# [Excerpt provided]
________________________________________
One last word for the pig farmer. Many years ago I had a long conversation with a pig farmer when I was running an information stall protesting sow crates. He came to chat to me and was animated and upset. However, he ended the conversation admitting he did not like to do this to animals, but he needed to make a living. So, let’s lend our pig farmers a lifeline as they transition out of factory farming into something better suited to our modern world.  Is it finally time that our wise and compassionate leadership acknowledged that by forgiving debt, and providing transition finance into new food growing, we can create a better New Zealand, and in so doing inspire the rest of the world?

Is it finally time that our wise and compassionate leadership acknowledged that by forgiving debt, and providing transition finance into new food growing, we can create a better New Zealand, and inspire the rest of the world?   

Innovation and compassion are our hallmarks, and we are a fortunate people. So, how about we extend our compassion bubbles to include not only other humans, but also pigs and all other sentient beings.

 

Sarah writes, teaches and mentors in the development of veganic garden systems. She is a vegan and has a strong interest in the rights of non human animals. 

Comments

  • Lynley Tulloch says:

    Sarah Oliver is an incredible vegan animal rights advocate and proponent of veganic gardening. She is brave enough to ask one of the most critical questions of our time. Can we extend our empathy to sentient beings in the animals agriculture industry ans stop farming and eating them? She suggests that our experience under lockdown might help us to see what confinement might be like for animals permanently subject to conditions like farrowing crates. In her words: “We had a virus to contend with, and so we stayed home to protect each other. Can we not now use this unprecedented experience to extend our compassion and empathy circle a little wider?”
________________________________________
# [Dataset extract]
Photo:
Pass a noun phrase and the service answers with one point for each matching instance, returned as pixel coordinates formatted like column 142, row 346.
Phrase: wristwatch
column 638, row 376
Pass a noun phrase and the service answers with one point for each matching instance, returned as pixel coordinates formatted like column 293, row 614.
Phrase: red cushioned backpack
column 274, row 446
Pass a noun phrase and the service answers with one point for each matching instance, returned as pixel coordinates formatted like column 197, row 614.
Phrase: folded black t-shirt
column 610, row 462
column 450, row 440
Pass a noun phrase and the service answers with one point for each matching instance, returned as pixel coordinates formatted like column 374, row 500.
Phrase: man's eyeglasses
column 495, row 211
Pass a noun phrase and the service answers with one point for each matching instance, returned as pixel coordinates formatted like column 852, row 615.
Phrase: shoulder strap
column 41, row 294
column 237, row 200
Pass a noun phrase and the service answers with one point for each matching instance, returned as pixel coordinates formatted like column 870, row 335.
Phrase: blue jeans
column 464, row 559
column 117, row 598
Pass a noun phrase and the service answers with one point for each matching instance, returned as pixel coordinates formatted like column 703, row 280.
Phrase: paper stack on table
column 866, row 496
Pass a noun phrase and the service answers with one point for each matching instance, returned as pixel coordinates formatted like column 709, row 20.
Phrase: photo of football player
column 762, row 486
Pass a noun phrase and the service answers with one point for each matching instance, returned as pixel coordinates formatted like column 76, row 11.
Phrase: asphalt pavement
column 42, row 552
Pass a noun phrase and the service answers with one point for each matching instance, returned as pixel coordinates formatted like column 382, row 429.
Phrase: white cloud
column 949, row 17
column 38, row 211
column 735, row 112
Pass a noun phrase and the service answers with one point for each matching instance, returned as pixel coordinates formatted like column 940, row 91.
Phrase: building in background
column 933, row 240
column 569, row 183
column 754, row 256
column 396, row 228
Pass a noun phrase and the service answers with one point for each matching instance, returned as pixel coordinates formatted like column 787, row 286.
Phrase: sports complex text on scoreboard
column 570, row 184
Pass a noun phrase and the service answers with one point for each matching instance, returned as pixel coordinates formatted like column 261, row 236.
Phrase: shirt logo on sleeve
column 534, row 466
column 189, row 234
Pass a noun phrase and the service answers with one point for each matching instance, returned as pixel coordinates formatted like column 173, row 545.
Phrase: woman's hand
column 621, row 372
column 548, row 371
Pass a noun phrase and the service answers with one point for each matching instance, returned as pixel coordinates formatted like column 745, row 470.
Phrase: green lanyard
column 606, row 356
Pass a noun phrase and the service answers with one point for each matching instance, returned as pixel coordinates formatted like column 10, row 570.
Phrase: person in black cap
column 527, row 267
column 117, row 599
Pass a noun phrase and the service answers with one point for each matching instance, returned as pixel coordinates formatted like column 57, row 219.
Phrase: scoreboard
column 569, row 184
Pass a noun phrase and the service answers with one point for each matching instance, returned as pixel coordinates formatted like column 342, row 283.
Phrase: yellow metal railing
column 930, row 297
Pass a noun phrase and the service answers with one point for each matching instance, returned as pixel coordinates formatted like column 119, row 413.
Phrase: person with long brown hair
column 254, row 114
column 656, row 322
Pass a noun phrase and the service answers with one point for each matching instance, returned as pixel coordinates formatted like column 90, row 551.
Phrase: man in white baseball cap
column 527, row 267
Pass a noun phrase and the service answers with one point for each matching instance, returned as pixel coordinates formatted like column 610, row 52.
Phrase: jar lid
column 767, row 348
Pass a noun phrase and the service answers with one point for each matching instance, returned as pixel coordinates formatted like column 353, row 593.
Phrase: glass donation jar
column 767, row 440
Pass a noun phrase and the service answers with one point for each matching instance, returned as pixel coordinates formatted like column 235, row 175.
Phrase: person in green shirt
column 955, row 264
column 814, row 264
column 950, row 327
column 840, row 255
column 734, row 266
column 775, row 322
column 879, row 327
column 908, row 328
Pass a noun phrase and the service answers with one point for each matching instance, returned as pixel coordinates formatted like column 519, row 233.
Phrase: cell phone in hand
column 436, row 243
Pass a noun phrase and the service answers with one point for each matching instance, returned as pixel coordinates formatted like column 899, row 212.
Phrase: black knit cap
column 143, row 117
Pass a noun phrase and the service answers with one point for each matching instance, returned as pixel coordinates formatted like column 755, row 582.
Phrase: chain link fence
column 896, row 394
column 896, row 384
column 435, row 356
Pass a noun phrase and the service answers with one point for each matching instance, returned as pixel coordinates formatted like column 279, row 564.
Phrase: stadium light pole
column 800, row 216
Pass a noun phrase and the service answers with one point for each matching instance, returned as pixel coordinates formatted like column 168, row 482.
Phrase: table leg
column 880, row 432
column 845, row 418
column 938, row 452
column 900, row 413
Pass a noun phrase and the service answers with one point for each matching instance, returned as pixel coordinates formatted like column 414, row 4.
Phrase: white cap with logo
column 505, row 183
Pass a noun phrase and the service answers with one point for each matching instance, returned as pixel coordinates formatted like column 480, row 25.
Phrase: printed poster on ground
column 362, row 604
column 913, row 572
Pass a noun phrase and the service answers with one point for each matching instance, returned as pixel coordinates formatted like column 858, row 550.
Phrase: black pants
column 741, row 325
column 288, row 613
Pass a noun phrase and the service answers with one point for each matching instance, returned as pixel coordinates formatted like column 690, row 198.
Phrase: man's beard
________________________________________
# [Problem set]
a – According to the biographical line in the piece on pig farming, what three activities does Sarah do in the development of veganic garden systems?
b – In the piece on pig farming, what was the author running during the long conversation with the pig farmer?
The rows have nothing to do with the piece on pig farming.

# [Numbered answers]
a – Writes, teaches, mentors

b – An information stall protesting sow crates.